The IIHF World Ranking is a ranking of the performance of the national ice hockey teams of member countries of the International Ice Hockey Federation (IIHF). It is based on a formula giving points for each team's placings at IIHF-sanctioned tournaments over the previous four years. The ranking is used to determine seedings and qualification requirements for future IIHF tournaments. The current leader in rankings is Finland in men's play and Canada in women's play.

Description
The system was approved at the IIHF congress of September 2003. According to former IIHF President René Fasel, the system was designed to be simple to understand and "reflect the long-term quality of all national hockey programs and their commitment to international hockey".

The ranking is used to determine the seeding of the teams for the next World Championship and to select the teams which can participate in Winter Olympics without playing in the qualifying round. For example, for the 2022 Winter Olympics, the first eight teams of the Men's World Ranking and the first six of the Women's World Ranking were pre-qualified. Qualification for the men's tournament at the 2022 Winter Olympics was structured around the 2019 ranking. Twelve spots were made available for teams. The top eight teams in the World Ranking after the 2019 Men's World Ice Hockey Championships received automatic berths into the Ice Hockey event. All IIHF teams had an opportunity to qualify for the event. Teams that wished to participate ranked below 36th played in two preliminary qualifications in November 2019. The two winners of the first preliminaries and teams ranked 27–36th were divided in three groups to play in the second pre-qualification round in December 2019. The three winners of those preliminaries joined teams ranked 18–26th for the third pre-qualification round of three groups in February 2020. The winner of each of these pre-qualification groups and teams ranked 9–17 were divided in three groups to play in the final qualification in August 2021. The winner of each group then joined the eight top-ranked teams plus the host in the Olympics in 2022.

The women's tournament uses a similar qualification format. The top six teams in the IIHF Women's World Ranking after the 2020 IIHF Women's World Championship received automatic berths into the ice hockey event. Lower ranked teams had an opportunity to qualify for the event. Teams ranked 16th and below were divided into three groups where they played in a preliminary qualification round in the October 2021. The three group winners from the round advanced to the final qualification round, where the teams ranked seventh through fifteenth joined them.

-- EXERCISES --
A. Answer these questions from the IIHF World Ranking text, one line each:
(i) At which IIHF congress was the ranking system approved?
(ii) How many teams from the Men's World Ranking were pre-qualified for the 2022 Winter Olympics?
(iii) In which month and year did women's teams ranked 16th and below play the preliminary qualification round?
B. Write out the stretch of the IIHF World Ranking text from "The IIHF World" through "in women's play.", replacing "Finland" with "Sweden".
C. Continue the text on the IIHF World Ranking from the point where it ends.

-- INPUT DATA --
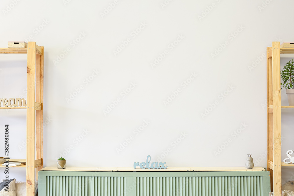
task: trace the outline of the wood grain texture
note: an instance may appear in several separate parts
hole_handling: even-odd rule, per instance
[[[27,54],[27,53],[28,48],[0,48],[0,53]]]
[[[42,104],[42,110],[40,111],[40,158],[42,159],[42,163],[41,166],[39,167],[37,170],[37,176],[38,176],[38,172],[41,169],[43,168],[44,159],[43,151],[43,103],[44,102],[44,47],[41,46],[42,56],[40,57],[40,101]]]
[[[272,170],[273,170],[273,164],[274,163],[273,161],[268,161],[268,167],[269,169],[270,169]]]
[[[36,42],[28,43],[26,109],[26,195],[34,195],[35,182],[35,102],[36,63]],[[30,90],[31,89],[31,90]],[[32,138],[34,138],[32,139]]]
[[[36,55],[36,101],[39,102],[40,106],[40,110],[36,111],[36,157],[37,159],[40,158],[40,132],[41,128],[41,119],[40,118],[40,111],[42,109],[42,104],[41,102],[40,98],[40,91],[41,87],[40,86],[40,70],[41,69],[41,56],[37,54]],[[35,103],[35,106],[36,103]],[[36,167],[36,161],[35,161],[35,167]],[[40,164],[40,165],[41,164]],[[36,172],[37,173],[39,171],[38,168],[36,169]],[[36,180],[38,180],[38,176],[36,175]]]
[[[120,172],[166,172],[166,171],[265,171],[261,167],[255,167],[253,169],[246,169],[245,167],[171,167],[167,169],[148,169],[133,167],[68,167],[65,169],[57,169],[57,167],[46,167],[41,169],[42,171],[120,171]]]
[[[133,167],[118,167],[115,169],[116,171],[120,172],[171,172],[188,171],[191,170],[190,167],[168,167],[166,169],[134,169]]]
[[[269,163],[270,162],[273,163],[273,58],[272,47],[267,47],[267,99],[268,107],[267,111],[267,159],[268,170],[270,171],[270,190],[273,191],[273,164]],[[270,169],[271,170],[269,170]]]
[[[0,109],[26,109],[26,107],[24,106],[19,106],[18,107],[11,107],[10,106],[8,106],[7,107],[0,107]]]
[[[57,163],[56,163],[57,164]],[[41,169],[42,171],[115,171],[116,167],[67,167],[65,169],[58,169],[56,167],[46,167]]]
[[[25,41],[9,41],[8,48],[27,48],[28,43]]]
[[[42,160],[42,159],[40,158],[36,160],[35,160],[35,164],[34,168],[36,168],[37,167],[38,167],[42,165],[42,162],[43,160]],[[37,173],[37,174],[38,173]],[[36,178],[37,179],[38,178],[37,177],[37,175],[36,175]]]
[[[280,42],[272,43],[273,192],[280,196],[282,191],[281,133],[280,59]]]
[[[294,48],[281,48],[281,54],[294,54]]]

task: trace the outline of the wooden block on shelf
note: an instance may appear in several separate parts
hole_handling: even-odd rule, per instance
[[[8,48],[27,48],[28,43],[25,41],[9,41]]]
[[[280,46],[281,48],[294,48],[294,42],[283,42]]]

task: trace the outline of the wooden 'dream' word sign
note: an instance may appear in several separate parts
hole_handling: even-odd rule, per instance
[[[134,162],[134,169],[136,169],[137,166],[139,166],[141,169],[166,169],[167,168],[167,165],[164,166],[164,164],[166,163],[165,162],[163,163],[161,162],[159,164],[157,162],[153,162],[151,163],[151,165],[149,165],[151,159],[151,158],[150,156],[150,155],[148,155],[147,156],[146,163],[142,162],[139,164],[138,162]],[[144,167],[145,165],[146,167]]]
[[[11,100],[12,101],[11,101]],[[2,103],[2,104],[1,103]],[[14,107],[18,107],[19,103],[19,106],[26,106],[26,100],[24,98],[9,98],[7,99],[0,99],[0,107],[4,106],[5,107],[8,107],[9,106]]]
[[[287,151],[286,154],[287,155],[289,158],[287,158],[284,159],[284,163],[294,163],[294,157],[292,157],[290,155],[290,154],[293,154],[293,152],[294,152],[294,151],[292,150],[289,150]],[[287,162],[286,161],[287,159],[289,159],[289,160],[288,162]]]

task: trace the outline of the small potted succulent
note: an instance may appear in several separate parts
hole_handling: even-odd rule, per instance
[[[57,160],[57,168],[65,169],[66,168],[66,160],[64,158],[60,157]]]
[[[281,71],[281,78],[284,83],[281,83],[286,89],[286,93],[288,96],[288,101],[290,106],[294,106],[294,59],[287,62]]]

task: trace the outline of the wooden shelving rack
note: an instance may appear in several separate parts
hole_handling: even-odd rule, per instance
[[[282,191],[282,167],[293,166],[282,162],[281,109],[294,106],[281,105],[281,54],[294,54],[294,48],[280,48],[279,41],[267,48],[268,91],[268,164],[270,172],[270,189],[275,196]]]
[[[2,106],[0,107],[0,109],[26,109],[26,165],[11,167],[26,167],[26,195],[33,196],[34,195],[35,177],[37,180],[38,172],[43,167],[44,48],[37,45],[35,42],[28,42],[27,48],[0,48],[0,53],[28,55],[26,107]],[[35,120],[36,131],[36,137]],[[30,139],[31,138],[34,139]],[[35,156],[35,139],[36,142]]]

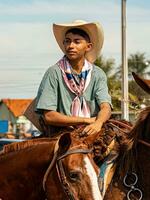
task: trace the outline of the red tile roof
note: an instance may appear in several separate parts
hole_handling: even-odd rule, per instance
[[[8,107],[15,117],[23,115],[24,111],[33,99],[2,99],[1,101]]]

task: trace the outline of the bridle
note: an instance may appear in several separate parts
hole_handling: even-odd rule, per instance
[[[57,161],[56,161],[57,174],[59,177],[59,181],[62,185],[62,188],[66,196],[68,197],[68,200],[75,200],[75,197],[73,196],[70,185],[67,181],[65,170],[62,164],[62,159],[72,154],[89,154],[91,152],[92,150],[89,150],[89,149],[72,149],[57,158]]]
[[[57,170],[57,174],[58,174],[58,178],[59,181],[61,183],[62,189],[64,191],[64,193],[66,194],[66,197],[68,200],[76,200],[73,192],[71,191],[70,185],[67,181],[67,177],[65,174],[65,169],[62,163],[62,160],[64,158],[66,158],[69,155],[72,154],[89,154],[92,153],[92,149],[70,149],[68,150],[66,153],[64,153],[63,155],[58,156],[57,155],[57,151],[54,154],[53,160],[51,161],[45,175],[44,175],[44,179],[43,179],[43,189],[45,191],[45,184],[46,184],[46,180],[48,177],[48,174],[51,172],[51,169],[53,168],[54,164],[56,165],[56,170]]]

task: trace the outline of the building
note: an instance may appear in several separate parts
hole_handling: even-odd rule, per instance
[[[32,124],[23,116],[32,99],[1,99],[0,133],[27,131]],[[22,130],[24,129],[24,130]]]

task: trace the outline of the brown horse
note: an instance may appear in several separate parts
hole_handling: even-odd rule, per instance
[[[105,200],[150,199],[150,107],[140,113],[128,138],[128,151],[121,155]]]
[[[0,154],[0,199],[102,199],[91,151],[95,137],[79,140],[66,133],[58,144],[41,138],[6,146]]]

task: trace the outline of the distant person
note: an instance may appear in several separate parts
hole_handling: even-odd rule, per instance
[[[103,45],[103,30],[99,23],[77,20],[53,24],[53,32],[64,56],[46,71],[36,112],[49,127],[86,125],[83,133],[95,134],[111,116],[106,75],[93,64]]]

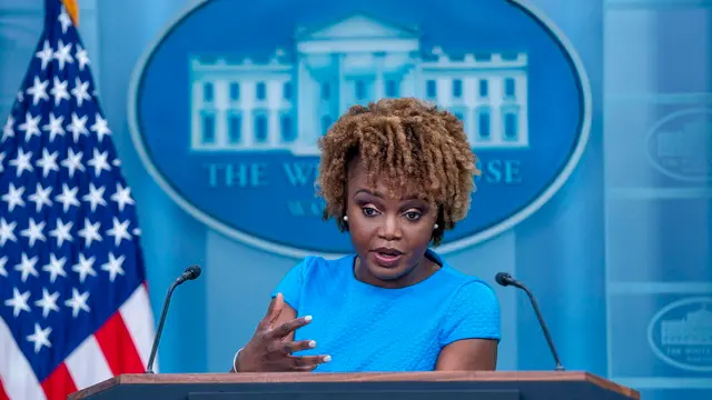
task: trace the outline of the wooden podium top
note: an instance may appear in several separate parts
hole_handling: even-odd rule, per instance
[[[180,383],[298,383],[298,382],[526,382],[578,381],[614,391],[630,399],[640,399],[640,392],[607,379],[581,371],[477,371],[477,372],[367,372],[367,373],[132,373],[121,374],[69,396],[69,400],[83,399],[117,386],[180,384]]]

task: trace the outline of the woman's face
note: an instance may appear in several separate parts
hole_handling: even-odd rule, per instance
[[[386,187],[376,183],[372,191],[358,158],[349,163],[346,214],[360,260],[357,274],[380,287],[418,282],[431,273],[432,264],[426,264],[423,256],[433,237],[437,209],[416,193],[388,198]]]

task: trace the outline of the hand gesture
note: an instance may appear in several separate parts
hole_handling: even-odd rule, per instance
[[[297,328],[312,322],[312,317],[293,319],[275,327],[284,307],[284,298],[277,293],[269,302],[267,314],[257,326],[253,339],[238,356],[238,372],[308,372],[330,361],[329,356],[293,356],[294,352],[316,347],[314,340],[293,341],[288,338]]]

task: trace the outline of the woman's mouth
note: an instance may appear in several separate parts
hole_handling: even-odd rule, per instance
[[[380,267],[395,267],[403,253],[396,249],[376,249],[373,251],[376,263]]]

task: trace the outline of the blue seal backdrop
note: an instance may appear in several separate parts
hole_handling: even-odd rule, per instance
[[[350,251],[314,196],[316,140],[348,106],[415,96],[463,119],[483,174],[442,251],[536,211],[591,126],[568,39],[517,1],[207,1],[147,51],[134,90],[135,142],[161,187],[211,228],[289,256]]]

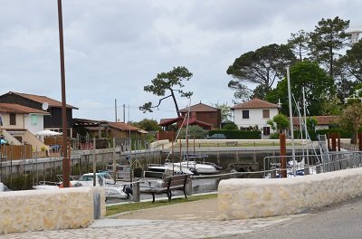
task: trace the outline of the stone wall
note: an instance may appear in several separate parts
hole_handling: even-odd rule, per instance
[[[100,200],[94,203],[93,198]],[[87,227],[96,215],[105,214],[101,188],[0,192],[0,234]]]
[[[218,207],[225,219],[291,215],[362,196],[362,168],[289,178],[222,180]]]

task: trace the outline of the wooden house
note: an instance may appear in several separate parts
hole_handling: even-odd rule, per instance
[[[49,113],[44,115],[43,128],[46,129],[52,129],[54,131],[62,132],[62,102],[51,99],[46,96],[26,94],[9,91],[5,94],[0,95],[0,103],[11,103],[26,106],[36,110],[43,110],[44,106],[48,106],[46,111]],[[67,104],[67,127],[68,135],[71,135],[72,126],[72,110],[78,108]]]

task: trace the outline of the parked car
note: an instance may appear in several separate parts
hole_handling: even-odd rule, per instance
[[[225,139],[226,136],[224,134],[213,134],[212,136],[207,136],[207,139]]]

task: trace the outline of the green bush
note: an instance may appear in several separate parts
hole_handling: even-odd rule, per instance
[[[342,129],[319,129],[317,130],[317,132],[314,130],[308,130],[308,133],[310,137],[310,139],[313,141],[318,140],[317,139],[318,135],[328,135],[330,133],[338,133],[339,134],[341,139],[350,139],[352,137],[351,131],[344,130]],[[303,131],[303,138],[305,138],[304,131]],[[294,139],[300,139],[300,130],[294,130]]]
[[[269,135],[269,139],[279,139],[279,133],[272,133]]]

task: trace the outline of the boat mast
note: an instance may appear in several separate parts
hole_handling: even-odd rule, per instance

-- YOUR WRITTEN ANSWERS --
A.
(i) The IIHF congress of September 2003.
(ii) Eight.
(iii) October 2021.

B.
The IIHF World Ranking is a ranking of the performance of the national ice hockey teams of member countries of the International Ice Hockey Federation (IIHF). It is based on a formula giving points for each team's placings at IIHF-sanctioned tournaments over the previous four years. The ranking is used to determine seedings and qualification requirements for future IIHF tournaments. The current leader in rankings is Sweden in men's play and Canada in women's play.

C.
Formula
The world ranking is based on the final positions of the last four Men's or Women's IIHF World Championships and last Olympic ice hockey tournament. Points are assigned according to a team's final placement in the World Championship or the Olympic tournament. The world champion receives 1200 points and then a 20-point interval is used between teams. However, a 40-point interval is used between gold and silver, silver and bronze, fourth and fifth, and eighth and ninth. This is used as a bonus for the teams who reach the quarter-finals, the semi-finals, the final and for winning the gold medal.

Points awarded in the current year are valued at the full amount. Points award in the prior years decline linearly by 25% until the fifth year when they are dropped from the calculation. Under this formula, any year with a World Championship and an Olympics will be counted twice in the tables, for a maximum ranking (gold medal in all five events) of: 4200 points at the completion of an Olympic year, 3900 points at the completion of the following year, 3600 points the next year, and 3300 points in the year before the next Olympics. For example, if after the 2020 Championship a team had won the gold medal in the last four championships and the last Olympic tournament, their score would be 3600:

Men's rankings

The Men's 2023 ranking is based on the performance at the World Championships of 2023, 2022, 2021, and 2020, and at the Olympic Ice Hockey tournament of 2022.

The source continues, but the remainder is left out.